Please output every one of the rows below verbatim, with each character unchanged.
— START OF SOURCE DATA —
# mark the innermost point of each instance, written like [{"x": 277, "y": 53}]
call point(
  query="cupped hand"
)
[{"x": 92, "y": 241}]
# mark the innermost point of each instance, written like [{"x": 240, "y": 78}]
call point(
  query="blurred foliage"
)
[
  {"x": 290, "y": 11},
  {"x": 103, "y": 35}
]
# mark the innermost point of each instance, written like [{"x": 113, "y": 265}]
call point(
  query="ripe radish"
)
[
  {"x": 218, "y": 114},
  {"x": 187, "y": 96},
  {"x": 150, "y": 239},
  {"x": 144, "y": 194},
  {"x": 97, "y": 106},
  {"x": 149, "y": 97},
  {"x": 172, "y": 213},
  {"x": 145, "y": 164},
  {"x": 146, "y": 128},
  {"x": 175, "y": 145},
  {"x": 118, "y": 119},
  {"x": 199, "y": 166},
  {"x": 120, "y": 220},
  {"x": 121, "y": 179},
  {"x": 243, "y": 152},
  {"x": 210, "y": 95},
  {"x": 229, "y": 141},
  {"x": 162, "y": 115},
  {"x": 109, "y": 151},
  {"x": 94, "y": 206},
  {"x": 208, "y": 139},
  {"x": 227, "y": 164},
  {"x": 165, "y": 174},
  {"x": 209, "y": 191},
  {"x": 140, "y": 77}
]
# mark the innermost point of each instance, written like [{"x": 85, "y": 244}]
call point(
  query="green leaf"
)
— END OF SOURCE DATA —
* **SOLUTION FOR THIS TASK**:
# mark the innermost point of each instance, written like [{"x": 277, "y": 53}]
call point(
  query="cupped hand"
)
[{"x": 92, "y": 241}]
# mark the innermost point of each instance, written like [{"x": 240, "y": 78}]
call point(
  query="blurred foliage"
)
[
  {"x": 290, "y": 11},
  {"x": 103, "y": 35}
]
# mark the innermost point of each instance, written like [{"x": 113, "y": 265}]
call point(
  query="ripe radish"
)
[
  {"x": 218, "y": 114},
  {"x": 187, "y": 96},
  {"x": 150, "y": 239},
  {"x": 144, "y": 194},
  {"x": 97, "y": 106},
  {"x": 149, "y": 97},
  {"x": 172, "y": 213},
  {"x": 145, "y": 164},
  {"x": 146, "y": 128},
  {"x": 175, "y": 145},
  {"x": 118, "y": 119},
  {"x": 199, "y": 166},
  {"x": 120, "y": 220},
  {"x": 121, "y": 179},
  {"x": 243, "y": 152},
  {"x": 210, "y": 95},
  {"x": 229, "y": 141},
  {"x": 162, "y": 115},
  {"x": 109, "y": 151},
  {"x": 94, "y": 206},
  {"x": 208, "y": 139},
  {"x": 227, "y": 164},
  {"x": 165, "y": 174},
  {"x": 209, "y": 191},
  {"x": 140, "y": 77}
]
# mark the innermost point of each instance, written like [{"x": 85, "y": 244}]
call point(
  query="green leaf"
)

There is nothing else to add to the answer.